## Written exercise
Lay out the lines that run from the one containing "Drone-based agricultural survey in progress. Pinpoint golden" through the one containing "[0,512,495,554]", both included, as a JSON list of strings with one string per line and blank lines left out.
>>>
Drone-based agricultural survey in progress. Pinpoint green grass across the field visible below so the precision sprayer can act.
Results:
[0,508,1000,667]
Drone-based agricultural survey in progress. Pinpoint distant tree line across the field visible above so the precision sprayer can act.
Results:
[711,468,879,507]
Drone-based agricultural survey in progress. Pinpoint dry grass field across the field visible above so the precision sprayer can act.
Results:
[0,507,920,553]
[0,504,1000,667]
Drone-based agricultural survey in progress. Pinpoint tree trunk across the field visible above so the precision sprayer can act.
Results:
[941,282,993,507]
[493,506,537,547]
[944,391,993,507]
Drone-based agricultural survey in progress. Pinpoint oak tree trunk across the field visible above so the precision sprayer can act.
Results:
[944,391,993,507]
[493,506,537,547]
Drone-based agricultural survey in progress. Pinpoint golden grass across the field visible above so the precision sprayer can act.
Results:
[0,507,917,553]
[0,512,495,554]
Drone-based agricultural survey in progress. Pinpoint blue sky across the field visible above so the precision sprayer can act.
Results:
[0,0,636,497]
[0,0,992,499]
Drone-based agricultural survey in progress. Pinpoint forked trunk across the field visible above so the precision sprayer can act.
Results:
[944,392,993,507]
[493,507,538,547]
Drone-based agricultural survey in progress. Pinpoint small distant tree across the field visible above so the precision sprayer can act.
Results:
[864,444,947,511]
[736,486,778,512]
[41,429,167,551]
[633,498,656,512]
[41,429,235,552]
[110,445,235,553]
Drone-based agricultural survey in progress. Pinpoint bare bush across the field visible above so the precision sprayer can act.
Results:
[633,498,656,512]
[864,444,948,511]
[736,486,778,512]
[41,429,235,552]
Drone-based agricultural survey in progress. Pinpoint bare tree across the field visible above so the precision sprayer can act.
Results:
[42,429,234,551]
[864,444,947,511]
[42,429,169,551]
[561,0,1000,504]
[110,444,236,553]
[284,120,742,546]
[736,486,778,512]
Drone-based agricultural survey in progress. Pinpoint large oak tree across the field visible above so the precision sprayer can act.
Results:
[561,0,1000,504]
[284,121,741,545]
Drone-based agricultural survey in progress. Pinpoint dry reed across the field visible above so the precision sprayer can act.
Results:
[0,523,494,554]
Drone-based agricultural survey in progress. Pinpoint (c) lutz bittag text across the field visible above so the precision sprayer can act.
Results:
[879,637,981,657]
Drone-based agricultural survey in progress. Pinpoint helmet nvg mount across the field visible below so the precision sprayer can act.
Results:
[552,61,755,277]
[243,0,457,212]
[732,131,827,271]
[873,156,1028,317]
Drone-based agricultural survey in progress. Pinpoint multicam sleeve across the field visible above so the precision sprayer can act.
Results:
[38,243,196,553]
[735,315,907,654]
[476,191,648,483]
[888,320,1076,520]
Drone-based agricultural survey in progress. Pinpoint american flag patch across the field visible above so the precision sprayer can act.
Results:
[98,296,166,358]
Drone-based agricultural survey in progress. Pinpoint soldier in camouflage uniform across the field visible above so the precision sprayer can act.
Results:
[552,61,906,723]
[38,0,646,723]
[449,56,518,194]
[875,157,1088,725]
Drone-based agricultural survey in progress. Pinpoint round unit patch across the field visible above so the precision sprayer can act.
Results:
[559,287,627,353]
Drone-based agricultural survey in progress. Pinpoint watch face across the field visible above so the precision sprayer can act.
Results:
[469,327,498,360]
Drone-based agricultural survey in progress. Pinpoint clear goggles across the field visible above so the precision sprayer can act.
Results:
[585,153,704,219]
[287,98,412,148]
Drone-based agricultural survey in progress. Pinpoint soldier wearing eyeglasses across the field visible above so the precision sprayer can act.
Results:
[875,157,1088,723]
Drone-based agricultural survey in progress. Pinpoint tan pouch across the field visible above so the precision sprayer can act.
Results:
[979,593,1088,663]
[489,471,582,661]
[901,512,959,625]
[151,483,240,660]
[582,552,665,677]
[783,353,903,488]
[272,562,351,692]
<<<
## Output for this task
[
  "Drone-based agricultural survey in progress. Pinpoint golden grass across the field visible above so the precision sprayer can act.",
  "Results:",
  "[0,507,917,553]",
  "[0,512,495,554]"
]